### [Data entries]
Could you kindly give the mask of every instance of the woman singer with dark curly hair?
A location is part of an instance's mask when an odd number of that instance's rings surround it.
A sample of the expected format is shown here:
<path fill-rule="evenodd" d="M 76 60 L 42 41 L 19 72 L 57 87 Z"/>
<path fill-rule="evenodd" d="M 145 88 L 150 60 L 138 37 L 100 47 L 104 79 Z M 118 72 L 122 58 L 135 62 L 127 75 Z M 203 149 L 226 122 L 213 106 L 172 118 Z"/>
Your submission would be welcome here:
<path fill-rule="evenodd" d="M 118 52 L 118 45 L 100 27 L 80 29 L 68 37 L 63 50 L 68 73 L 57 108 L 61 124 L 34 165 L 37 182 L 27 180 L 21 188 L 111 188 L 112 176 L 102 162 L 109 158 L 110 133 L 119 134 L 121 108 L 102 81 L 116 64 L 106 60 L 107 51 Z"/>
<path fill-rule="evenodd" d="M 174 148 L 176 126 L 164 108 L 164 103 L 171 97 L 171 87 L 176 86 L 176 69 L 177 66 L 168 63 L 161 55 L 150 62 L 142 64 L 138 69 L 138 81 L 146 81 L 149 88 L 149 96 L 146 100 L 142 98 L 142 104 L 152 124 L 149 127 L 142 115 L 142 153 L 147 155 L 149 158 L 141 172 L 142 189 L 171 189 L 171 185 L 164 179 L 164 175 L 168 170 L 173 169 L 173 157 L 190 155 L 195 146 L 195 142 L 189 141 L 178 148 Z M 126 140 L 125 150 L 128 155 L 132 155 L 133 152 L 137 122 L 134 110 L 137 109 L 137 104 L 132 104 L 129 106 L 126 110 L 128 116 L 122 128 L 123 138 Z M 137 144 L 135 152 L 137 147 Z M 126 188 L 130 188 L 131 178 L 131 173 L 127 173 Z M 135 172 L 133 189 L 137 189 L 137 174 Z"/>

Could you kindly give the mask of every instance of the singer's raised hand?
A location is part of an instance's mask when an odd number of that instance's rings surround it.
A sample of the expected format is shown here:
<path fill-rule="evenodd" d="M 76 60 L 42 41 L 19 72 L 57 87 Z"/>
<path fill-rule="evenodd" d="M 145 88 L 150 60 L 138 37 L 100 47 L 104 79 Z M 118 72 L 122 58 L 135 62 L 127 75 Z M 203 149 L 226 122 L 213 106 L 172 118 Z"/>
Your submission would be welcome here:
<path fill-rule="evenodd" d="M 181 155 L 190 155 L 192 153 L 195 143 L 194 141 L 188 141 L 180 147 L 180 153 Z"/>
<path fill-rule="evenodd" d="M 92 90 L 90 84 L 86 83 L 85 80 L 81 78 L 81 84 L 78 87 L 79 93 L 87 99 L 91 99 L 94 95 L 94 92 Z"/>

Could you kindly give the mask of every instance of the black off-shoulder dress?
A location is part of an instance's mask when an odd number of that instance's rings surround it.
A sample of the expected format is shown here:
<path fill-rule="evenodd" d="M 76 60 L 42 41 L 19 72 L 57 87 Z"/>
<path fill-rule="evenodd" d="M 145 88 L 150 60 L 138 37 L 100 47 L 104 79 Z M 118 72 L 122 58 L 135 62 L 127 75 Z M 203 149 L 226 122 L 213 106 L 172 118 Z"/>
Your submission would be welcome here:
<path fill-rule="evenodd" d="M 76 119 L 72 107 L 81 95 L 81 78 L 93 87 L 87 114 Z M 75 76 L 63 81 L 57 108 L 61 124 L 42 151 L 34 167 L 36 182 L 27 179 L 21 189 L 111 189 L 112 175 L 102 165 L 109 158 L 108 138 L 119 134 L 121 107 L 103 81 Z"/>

### [Your objective]
Put every entry above into a two-column CSV with the header input,output and one row per entry. Place each entry's text in the input column and its answer in the output column, with each field in double quotes and every line break inside a field replaced by a space.

### [Full answer]
input,output
"Could you kindly give the mask of every instance of the woman singer with dark curly hair? A location is part of an instance's mask when an odd number of that instance's rings surround it. A sample of the expected format is shown here: <path fill-rule=""evenodd"" d=""M 76 60 L 42 41 L 19 72 L 57 87 Z""/> <path fill-rule=""evenodd"" d=""M 145 88 L 150 60 L 138 37 L 100 47 L 104 79 Z M 118 72 L 122 58 L 135 62 L 127 75 Z M 203 149 L 226 122 L 213 106 L 172 118 Z""/> Your submission would be welcome here:","<path fill-rule=""evenodd"" d=""M 118 52 L 118 45 L 100 27 L 80 29 L 68 37 L 63 50 L 68 73 L 57 108 L 61 124 L 34 165 L 37 182 L 27 180 L 21 188 L 111 188 L 112 176 L 102 162 L 109 158 L 110 133 L 119 134 L 121 108 L 102 81 L 116 64 L 106 60 L 107 51 Z""/> <path fill-rule=""evenodd"" d=""M 174 148 L 176 126 L 164 108 L 164 103 L 171 97 L 171 87 L 176 86 L 176 69 L 177 66 L 168 63 L 161 55 L 150 62 L 142 64 L 138 69 L 138 81 L 146 81 L 149 88 L 149 96 L 146 100 L 142 98 L 142 104 L 152 124 L 149 127 L 142 115 L 142 153 L 147 155 L 149 158 L 141 172 L 142 189 L 171 189 L 171 185 L 164 179 L 164 175 L 168 170 L 173 169 L 173 157 L 190 155 L 195 146 L 195 142 L 189 141 L 178 148 Z M 126 140 L 125 150 L 128 155 L 132 155 L 133 152 L 137 122 L 134 110 L 137 109 L 137 104 L 132 104 L 129 106 L 126 110 L 128 116 L 122 128 L 123 138 Z M 137 144 L 135 152 L 137 147 Z M 126 188 L 130 188 L 131 178 L 131 173 L 127 173 Z M 135 172 L 133 189 L 137 189 L 137 174 Z""/>"
"Could you kindly give the mask of every instance of the singer's raised hand? A location is part of an instance's mask when an odd number of that instance's rings surround it. A sample of the expected format is shown here: <path fill-rule=""evenodd"" d=""M 76 60 L 42 41 L 19 72 L 57 87 Z""/> <path fill-rule=""evenodd"" d=""M 145 88 L 150 60 L 138 37 L 100 47 L 104 79 Z M 118 72 L 122 58 L 135 62 L 127 75 Z M 203 149 L 226 122 L 213 106 L 172 118 Z""/> Your submission would be welcome here:","<path fill-rule=""evenodd"" d=""M 181 155 L 190 155 L 192 153 L 195 143 L 194 141 L 188 141 L 180 147 L 180 153 Z""/> <path fill-rule=""evenodd"" d=""M 92 90 L 90 84 L 86 83 L 85 80 L 81 78 L 81 84 L 78 87 L 79 93 L 87 99 L 91 99 L 94 95 L 94 92 Z""/>"
"Could you kindly give the mask of every instance of the black off-shoulder dress? A location is part of an instance's mask when an odd number of that instance's rings surround it. A sample of the expected format is shown here: <path fill-rule=""evenodd"" d=""M 76 60 L 42 41 L 19 72 L 57 87 Z""/> <path fill-rule=""evenodd"" d=""M 145 88 L 150 60 L 138 37 L 100 47 L 104 79 Z M 118 72 L 122 58 L 135 62 L 127 75 Z M 203 149 L 226 122 L 213 106 L 172 118 Z""/> Your submission would be welcome here:","<path fill-rule=""evenodd"" d=""M 76 119 L 72 107 L 81 95 L 81 78 L 93 87 L 87 114 Z M 75 76 L 63 81 L 57 108 L 61 124 L 42 151 L 34 167 L 36 182 L 27 179 L 21 189 L 111 189 L 112 175 L 102 165 L 109 158 L 108 138 L 119 134 L 121 107 L 103 81 Z""/>"